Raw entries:
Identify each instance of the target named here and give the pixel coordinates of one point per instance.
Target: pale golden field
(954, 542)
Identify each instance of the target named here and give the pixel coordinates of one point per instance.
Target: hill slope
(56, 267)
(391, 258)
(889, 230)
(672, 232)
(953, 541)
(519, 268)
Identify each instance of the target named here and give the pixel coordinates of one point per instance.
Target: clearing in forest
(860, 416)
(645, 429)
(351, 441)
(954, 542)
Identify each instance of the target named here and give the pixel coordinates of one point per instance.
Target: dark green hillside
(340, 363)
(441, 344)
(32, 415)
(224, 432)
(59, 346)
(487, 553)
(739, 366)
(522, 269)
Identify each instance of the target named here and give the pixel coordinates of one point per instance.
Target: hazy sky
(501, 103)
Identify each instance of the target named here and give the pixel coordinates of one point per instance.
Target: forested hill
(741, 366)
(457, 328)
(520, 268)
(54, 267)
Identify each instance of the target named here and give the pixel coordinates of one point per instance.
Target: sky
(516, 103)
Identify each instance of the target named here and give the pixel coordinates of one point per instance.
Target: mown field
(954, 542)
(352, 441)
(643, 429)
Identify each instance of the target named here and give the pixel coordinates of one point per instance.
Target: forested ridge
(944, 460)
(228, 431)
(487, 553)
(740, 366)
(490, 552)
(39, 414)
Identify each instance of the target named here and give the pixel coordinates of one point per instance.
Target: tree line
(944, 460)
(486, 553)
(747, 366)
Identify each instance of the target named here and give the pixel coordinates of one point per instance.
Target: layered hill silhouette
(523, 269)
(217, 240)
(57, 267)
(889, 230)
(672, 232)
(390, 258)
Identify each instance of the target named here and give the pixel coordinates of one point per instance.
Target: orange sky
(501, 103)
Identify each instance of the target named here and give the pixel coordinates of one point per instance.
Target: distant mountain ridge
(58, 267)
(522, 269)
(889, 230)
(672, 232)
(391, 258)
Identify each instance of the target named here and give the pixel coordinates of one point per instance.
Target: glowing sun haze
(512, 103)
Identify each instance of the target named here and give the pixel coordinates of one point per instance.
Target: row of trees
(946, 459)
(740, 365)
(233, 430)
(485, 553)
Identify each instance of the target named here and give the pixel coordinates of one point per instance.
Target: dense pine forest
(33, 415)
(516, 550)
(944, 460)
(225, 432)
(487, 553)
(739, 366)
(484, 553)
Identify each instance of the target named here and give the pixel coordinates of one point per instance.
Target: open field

==

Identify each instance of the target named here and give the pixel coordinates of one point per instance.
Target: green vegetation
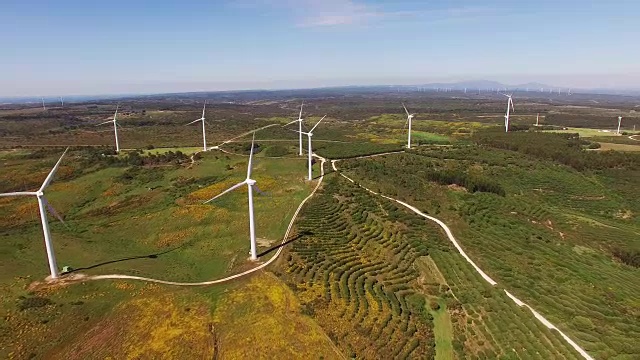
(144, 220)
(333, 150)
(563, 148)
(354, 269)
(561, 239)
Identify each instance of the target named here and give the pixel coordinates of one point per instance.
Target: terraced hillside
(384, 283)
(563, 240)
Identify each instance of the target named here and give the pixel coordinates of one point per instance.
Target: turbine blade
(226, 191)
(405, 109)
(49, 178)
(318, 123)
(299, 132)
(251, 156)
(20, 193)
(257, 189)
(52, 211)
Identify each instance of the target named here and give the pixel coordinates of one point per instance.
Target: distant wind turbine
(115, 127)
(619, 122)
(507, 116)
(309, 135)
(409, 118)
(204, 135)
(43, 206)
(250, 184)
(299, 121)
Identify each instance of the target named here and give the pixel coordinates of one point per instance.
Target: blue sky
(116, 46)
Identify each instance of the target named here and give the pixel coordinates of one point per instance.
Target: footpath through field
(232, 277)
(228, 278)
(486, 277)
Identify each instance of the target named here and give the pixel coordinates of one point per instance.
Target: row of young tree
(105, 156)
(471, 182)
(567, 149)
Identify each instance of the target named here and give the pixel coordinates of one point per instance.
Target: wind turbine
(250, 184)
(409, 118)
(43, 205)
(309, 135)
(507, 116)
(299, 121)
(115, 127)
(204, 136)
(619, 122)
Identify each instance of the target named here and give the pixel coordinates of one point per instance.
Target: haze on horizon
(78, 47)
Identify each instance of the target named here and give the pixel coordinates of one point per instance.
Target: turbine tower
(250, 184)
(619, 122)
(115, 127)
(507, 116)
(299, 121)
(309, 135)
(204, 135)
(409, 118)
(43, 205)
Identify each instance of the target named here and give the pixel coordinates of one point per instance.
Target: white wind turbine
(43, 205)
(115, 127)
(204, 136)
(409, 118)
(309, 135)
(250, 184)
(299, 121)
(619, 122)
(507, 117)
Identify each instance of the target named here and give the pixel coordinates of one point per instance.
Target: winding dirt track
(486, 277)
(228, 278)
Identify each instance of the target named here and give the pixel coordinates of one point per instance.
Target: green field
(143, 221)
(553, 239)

[What you have to do] Filter the entries above, keeping every line that contains the string "hillside".

[Output of the task]
Target: dark green hillside
Target: terraced hillside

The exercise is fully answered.